Document passage:
— start —
Wednesday, April 14, 2010

A Failing Republic, part 3

The hardest part of economics is realizing how inter-dependent each system is on some other system. The bailout of the auto industry is a perfect example: we can spend tax-payer money to bail it out, or we can let it fail and unemploy thousands of workers, losing their tax revenue, and putting them on government aid. Both scenarios cost the taxpayer a lot of money, so the question is: which one leads us to the point we want to end up? This is the third really important lesson in failing economics.
3. The 'government' is NOT an entity.
— end —
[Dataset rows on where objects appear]
— start —
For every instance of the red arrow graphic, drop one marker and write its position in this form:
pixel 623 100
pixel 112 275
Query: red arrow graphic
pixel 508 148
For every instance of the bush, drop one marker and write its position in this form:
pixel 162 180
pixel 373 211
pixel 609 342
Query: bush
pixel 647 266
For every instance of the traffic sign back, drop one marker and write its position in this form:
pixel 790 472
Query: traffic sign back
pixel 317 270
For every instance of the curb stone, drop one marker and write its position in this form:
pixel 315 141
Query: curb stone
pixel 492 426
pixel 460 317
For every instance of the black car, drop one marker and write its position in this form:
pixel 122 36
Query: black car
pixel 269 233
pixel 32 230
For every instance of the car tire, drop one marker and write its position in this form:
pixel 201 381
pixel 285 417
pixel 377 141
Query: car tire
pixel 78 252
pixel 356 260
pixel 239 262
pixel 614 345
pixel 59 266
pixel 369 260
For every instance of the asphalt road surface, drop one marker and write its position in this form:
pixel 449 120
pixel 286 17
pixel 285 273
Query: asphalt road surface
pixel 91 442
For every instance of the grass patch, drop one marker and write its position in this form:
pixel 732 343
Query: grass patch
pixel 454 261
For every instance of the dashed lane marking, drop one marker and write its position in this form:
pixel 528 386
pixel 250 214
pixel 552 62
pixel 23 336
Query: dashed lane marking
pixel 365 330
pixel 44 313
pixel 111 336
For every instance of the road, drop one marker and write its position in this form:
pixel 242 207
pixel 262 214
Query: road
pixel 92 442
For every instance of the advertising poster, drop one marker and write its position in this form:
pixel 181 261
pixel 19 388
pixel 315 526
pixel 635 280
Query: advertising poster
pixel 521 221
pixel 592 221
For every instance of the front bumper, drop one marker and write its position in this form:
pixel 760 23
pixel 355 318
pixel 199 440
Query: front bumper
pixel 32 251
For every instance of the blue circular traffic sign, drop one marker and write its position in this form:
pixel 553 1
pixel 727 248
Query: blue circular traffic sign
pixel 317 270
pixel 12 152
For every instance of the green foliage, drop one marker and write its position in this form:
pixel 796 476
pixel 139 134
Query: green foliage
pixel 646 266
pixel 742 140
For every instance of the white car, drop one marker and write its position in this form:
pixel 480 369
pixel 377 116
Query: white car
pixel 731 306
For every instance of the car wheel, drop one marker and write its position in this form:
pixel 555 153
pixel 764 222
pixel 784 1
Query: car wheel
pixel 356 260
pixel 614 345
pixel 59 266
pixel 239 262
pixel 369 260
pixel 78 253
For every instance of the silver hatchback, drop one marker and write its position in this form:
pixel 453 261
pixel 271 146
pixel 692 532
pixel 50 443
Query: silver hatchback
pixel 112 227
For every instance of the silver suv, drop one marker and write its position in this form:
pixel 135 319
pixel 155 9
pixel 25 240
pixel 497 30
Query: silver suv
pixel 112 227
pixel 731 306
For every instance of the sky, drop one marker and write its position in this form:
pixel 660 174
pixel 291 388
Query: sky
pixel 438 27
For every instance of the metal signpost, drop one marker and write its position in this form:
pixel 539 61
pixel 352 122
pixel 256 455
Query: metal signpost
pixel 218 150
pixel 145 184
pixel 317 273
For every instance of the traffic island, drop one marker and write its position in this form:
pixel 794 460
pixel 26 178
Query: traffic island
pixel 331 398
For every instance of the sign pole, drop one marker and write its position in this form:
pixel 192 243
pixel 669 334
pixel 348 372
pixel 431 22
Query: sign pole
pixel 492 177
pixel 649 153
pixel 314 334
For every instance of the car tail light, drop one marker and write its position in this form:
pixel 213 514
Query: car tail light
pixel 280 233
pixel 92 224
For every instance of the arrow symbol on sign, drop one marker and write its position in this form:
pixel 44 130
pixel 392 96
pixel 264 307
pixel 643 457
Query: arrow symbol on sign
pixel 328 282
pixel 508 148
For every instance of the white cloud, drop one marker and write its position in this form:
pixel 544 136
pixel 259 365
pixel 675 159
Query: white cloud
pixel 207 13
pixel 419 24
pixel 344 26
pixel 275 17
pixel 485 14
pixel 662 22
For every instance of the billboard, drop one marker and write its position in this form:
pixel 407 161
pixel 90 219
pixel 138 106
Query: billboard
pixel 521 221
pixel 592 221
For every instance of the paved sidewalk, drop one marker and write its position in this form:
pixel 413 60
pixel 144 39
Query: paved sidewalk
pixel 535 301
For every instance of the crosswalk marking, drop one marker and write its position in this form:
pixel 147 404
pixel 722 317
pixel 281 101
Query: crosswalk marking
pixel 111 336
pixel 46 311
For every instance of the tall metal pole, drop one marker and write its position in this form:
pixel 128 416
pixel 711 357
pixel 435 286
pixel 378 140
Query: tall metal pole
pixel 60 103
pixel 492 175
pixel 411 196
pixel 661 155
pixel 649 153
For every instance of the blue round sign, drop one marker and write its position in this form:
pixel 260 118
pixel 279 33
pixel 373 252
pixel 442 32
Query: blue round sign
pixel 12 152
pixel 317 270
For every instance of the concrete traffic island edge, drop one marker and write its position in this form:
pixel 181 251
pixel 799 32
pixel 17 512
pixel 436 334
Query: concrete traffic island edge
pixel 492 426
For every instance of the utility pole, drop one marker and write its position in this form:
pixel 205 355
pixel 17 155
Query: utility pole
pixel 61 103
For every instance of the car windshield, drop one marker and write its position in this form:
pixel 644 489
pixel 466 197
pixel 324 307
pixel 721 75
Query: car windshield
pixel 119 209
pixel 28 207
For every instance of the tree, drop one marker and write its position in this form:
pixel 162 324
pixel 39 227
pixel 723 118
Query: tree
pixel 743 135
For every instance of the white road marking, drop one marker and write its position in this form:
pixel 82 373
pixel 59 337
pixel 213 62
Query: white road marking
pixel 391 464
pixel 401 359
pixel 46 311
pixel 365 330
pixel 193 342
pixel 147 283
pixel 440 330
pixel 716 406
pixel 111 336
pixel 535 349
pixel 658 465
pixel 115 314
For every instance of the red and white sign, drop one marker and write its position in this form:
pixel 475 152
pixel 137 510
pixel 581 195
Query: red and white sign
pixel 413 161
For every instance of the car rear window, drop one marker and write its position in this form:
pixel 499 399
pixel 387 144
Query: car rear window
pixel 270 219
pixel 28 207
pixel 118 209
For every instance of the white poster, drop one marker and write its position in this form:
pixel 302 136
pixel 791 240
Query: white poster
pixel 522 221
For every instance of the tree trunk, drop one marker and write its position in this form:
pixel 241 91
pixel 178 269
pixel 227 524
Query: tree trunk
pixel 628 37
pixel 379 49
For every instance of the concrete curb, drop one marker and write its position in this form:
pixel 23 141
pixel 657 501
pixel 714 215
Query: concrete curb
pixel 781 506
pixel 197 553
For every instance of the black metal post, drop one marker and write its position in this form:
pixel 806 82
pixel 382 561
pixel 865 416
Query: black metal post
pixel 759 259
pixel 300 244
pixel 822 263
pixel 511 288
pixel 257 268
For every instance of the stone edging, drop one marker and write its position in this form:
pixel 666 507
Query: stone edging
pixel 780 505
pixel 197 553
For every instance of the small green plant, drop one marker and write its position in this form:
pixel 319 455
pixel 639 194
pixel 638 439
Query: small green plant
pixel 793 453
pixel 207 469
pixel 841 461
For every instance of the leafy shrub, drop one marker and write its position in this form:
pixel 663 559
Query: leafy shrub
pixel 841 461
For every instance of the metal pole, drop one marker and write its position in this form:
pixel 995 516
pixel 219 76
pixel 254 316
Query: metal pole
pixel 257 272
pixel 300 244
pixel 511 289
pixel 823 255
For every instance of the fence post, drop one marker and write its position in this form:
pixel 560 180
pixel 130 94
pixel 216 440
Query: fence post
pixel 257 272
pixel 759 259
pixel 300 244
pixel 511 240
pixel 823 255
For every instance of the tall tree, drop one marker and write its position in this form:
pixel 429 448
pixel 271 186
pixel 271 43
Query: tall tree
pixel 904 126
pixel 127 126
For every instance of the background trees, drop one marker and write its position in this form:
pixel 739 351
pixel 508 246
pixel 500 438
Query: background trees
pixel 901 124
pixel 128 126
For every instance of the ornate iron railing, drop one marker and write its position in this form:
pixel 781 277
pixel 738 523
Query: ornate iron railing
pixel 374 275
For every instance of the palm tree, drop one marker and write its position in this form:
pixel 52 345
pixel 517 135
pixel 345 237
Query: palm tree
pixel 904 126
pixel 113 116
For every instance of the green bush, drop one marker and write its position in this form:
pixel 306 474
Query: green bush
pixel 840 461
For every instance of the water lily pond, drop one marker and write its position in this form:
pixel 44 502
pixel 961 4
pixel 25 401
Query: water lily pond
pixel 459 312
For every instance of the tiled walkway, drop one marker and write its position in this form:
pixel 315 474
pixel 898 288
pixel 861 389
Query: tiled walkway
— end —
Written instruction A: Retype the portion of the blog post on economic interdependence that opens with the words containing "A Failing Republic, part" and closes with "NOT an entity.".
Written instruction B: Extend the blog post on economic interdependence, picking up right after its final line.

Exercise output A:
A Failing Republic, part 3

The hardest part of economics is realizing how inter-dependent each system is on some other system. The bailout of the auto industry is a perfect example: we can spend tax-payer money to bail it out, or we can let it fail and unemploy thousands of workers, losing their tax revenue, and putting them on government aid. Both scenarios cost the taxpayer a lot of money, so the question is: which one leads us to the point we want to end up? This is the third really important lesson in failing economics.
3. The 'government' is NOT an entity.

Exercise output B:
When we talk about "the government" we talk about it as if it is a self-aware independent being. "The government" should do something about Katrina. "The government" should provide healthcare. "The government" is in debt. We almost personify the government, and we need to stop it. The idea of a federal government was so that the US could be a representative republic. Pure democracy was (and arguably still IS) impossible, given the land mass and transportation abilities of the US in 1789. So the constitution allowed each state to elect 2 senators and then a certain number of representatives, respective to the census of each state. This gave equal power to each state in the senate (small states would not be ignored), and weighted power in the house (larger populated states would have more voice). An executive branch was created to oversee, and a judicial branch was created to be the final say on whether or not laws were constitutional. That's all the government is. It was given very limited power and have a very small pervue. It was financially supported by the states. The federal government was nearly 100 years old before it passed the first federal tax on to it's citizens. This tax had a single purpose: to pay for the civil war.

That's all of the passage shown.